Task goal: Please show each line in the items below that contains the word "green", copied in full.

Input material:
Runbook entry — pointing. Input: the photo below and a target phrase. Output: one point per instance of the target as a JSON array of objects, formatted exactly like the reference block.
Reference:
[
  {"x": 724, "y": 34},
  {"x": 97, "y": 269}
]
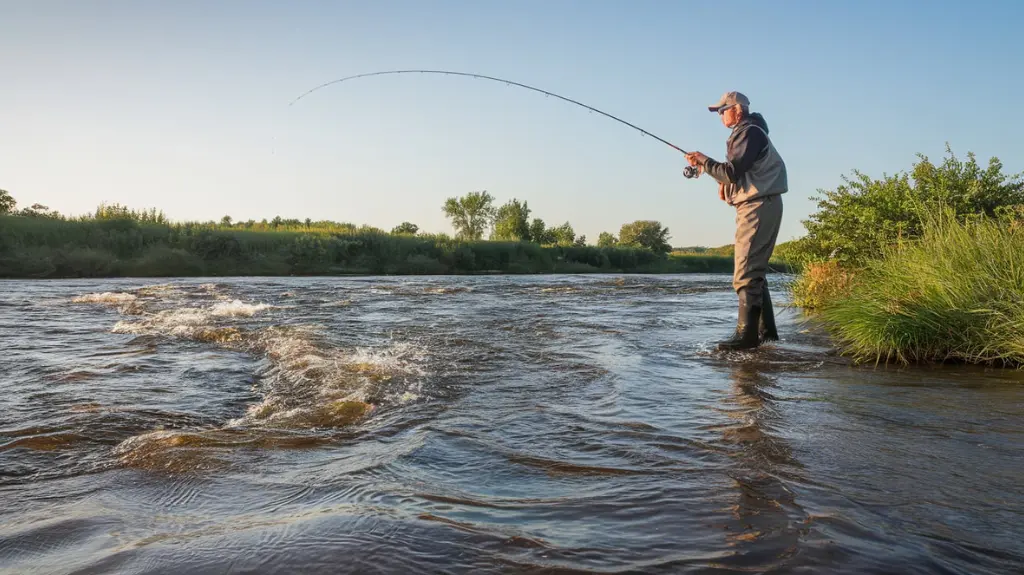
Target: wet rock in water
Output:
[
  {"x": 171, "y": 451},
  {"x": 340, "y": 413}
]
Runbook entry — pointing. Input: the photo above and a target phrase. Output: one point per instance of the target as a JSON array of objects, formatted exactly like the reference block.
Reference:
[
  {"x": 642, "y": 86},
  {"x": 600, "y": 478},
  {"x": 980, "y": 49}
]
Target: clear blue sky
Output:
[{"x": 183, "y": 105}]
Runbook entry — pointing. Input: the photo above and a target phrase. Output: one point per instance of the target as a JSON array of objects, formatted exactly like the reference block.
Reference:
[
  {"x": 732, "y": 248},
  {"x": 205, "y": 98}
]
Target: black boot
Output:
[
  {"x": 747, "y": 327},
  {"x": 766, "y": 329}
]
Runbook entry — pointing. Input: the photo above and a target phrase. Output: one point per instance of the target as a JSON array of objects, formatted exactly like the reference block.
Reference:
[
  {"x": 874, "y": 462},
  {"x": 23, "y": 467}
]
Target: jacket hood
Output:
[{"x": 756, "y": 119}]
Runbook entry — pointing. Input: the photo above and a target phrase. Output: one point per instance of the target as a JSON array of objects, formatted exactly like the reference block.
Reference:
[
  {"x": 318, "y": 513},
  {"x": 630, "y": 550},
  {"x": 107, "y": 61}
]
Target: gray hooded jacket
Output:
[{"x": 753, "y": 168}]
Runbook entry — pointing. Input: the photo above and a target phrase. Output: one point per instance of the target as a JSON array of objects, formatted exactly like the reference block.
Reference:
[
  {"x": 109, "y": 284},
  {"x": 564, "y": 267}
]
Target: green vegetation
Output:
[
  {"x": 926, "y": 266},
  {"x": 956, "y": 294}
]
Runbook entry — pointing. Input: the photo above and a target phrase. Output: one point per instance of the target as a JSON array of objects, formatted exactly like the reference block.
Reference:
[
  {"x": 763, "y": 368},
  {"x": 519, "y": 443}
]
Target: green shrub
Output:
[{"x": 955, "y": 294}]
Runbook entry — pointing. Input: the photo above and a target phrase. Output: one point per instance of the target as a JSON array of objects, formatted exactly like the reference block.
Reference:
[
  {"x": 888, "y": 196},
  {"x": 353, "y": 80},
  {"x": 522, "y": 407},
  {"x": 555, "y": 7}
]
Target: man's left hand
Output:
[{"x": 696, "y": 159}]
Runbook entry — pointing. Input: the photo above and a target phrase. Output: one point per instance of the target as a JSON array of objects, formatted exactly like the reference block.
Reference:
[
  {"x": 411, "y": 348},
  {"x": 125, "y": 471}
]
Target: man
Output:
[{"x": 752, "y": 179}]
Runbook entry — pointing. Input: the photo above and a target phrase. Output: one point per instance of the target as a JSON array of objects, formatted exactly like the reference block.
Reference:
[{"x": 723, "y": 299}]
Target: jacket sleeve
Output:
[{"x": 743, "y": 151}]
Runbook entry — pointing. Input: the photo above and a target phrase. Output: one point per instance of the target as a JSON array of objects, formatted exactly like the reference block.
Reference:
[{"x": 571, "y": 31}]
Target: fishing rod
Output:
[{"x": 688, "y": 171}]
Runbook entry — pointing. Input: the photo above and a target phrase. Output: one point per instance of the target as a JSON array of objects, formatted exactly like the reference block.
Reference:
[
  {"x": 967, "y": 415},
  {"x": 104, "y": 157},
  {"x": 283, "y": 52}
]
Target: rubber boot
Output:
[
  {"x": 747, "y": 327},
  {"x": 766, "y": 328}
]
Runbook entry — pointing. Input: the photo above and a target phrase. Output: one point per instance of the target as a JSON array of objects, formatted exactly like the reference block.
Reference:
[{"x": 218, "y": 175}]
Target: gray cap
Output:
[{"x": 729, "y": 98}]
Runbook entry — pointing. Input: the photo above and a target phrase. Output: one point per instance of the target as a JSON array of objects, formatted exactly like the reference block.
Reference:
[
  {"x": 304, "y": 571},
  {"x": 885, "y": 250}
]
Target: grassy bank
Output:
[
  {"x": 954, "y": 294},
  {"x": 47, "y": 248}
]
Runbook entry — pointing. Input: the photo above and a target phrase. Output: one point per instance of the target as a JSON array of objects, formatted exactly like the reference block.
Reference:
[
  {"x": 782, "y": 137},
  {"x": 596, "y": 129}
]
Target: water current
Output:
[{"x": 481, "y": 425}]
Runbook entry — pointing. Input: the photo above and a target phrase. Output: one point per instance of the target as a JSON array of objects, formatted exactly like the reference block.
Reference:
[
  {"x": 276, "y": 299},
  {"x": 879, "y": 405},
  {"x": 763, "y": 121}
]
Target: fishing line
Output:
[{"x": 688, "y": 171}]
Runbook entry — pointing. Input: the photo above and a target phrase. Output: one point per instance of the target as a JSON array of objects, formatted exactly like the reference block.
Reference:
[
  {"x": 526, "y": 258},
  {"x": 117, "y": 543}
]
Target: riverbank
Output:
[
  {"x": 44, "y": 248},
  {"x": 928, "y": 268},
  {"x": 955, "y": 295}
]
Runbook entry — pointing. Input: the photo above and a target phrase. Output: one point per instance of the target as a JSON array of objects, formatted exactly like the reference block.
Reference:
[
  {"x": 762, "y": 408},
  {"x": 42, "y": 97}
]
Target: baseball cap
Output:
[{"x": 729, "y": 98}]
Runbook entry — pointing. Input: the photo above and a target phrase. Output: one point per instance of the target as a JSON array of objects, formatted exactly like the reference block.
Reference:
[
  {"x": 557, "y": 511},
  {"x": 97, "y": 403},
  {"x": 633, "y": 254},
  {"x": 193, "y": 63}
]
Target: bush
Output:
[
  {"x": 857, "y": 220},
  {"x": 819, "y": 283}
]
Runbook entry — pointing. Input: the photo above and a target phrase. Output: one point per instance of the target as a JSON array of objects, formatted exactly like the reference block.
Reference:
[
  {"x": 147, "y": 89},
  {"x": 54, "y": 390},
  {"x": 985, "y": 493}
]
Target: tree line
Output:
[{"x": 473, "y": 214}]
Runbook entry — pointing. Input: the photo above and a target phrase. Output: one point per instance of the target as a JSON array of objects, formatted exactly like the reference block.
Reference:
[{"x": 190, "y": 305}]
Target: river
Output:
[{"x": 481, "y": 425}]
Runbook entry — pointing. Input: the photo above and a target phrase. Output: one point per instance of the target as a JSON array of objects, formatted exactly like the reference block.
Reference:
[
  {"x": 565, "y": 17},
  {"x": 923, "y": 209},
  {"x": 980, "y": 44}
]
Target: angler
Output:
[{"x": 752, "y": 179}]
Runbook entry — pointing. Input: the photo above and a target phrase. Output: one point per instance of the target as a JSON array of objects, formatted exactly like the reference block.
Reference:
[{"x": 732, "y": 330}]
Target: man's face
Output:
[{"x": 730, "y": 116}]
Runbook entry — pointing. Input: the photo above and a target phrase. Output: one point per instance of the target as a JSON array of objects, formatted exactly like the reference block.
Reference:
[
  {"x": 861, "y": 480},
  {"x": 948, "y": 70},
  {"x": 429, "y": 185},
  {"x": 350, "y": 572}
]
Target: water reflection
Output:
[{"x": 765, "y": 516}]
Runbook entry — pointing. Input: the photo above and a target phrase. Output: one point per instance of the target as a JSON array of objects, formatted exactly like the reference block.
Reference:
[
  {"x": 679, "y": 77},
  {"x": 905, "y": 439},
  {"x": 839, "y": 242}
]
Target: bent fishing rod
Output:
[{"x": 688, "y": 171}]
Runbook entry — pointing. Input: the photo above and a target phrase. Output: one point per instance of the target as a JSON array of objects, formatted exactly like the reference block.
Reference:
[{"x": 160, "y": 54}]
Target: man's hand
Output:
[{"x": 696, "y": 159}]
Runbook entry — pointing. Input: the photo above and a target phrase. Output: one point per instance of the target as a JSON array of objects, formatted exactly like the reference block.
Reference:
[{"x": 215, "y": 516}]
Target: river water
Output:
[{"x": 478, "y": 425}]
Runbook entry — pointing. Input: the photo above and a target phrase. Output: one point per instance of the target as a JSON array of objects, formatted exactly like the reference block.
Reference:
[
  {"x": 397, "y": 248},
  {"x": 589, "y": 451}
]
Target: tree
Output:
[
  {"x": 511, "y": 222},
  {"x": 606, "y": 240},
  {"x": 470, "y": 214},
  {"x": 539, "y": 233},
  {"x": 645, "y": 233},
  {"x": 406, "y": 228},
  {"x": 863, "y": 215},
  {"x": 7, "y": 202},
  {"x": 563, "y": 234}
]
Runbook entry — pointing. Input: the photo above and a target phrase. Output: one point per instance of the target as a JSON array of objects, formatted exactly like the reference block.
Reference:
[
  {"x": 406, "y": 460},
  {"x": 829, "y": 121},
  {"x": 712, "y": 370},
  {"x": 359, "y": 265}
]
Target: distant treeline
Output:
[{"x": 49, "y": 247}]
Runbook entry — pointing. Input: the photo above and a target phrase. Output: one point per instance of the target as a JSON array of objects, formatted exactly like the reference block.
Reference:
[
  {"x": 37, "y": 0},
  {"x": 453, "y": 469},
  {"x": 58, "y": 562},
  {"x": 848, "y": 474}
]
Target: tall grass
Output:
[
  {"x": 955, "y": 294},
  {"x": 36, "y": 247}
]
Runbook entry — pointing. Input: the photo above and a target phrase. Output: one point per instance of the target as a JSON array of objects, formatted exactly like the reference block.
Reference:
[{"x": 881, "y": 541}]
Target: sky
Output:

Result of the task:
Target: green vegetation
Target: green shrub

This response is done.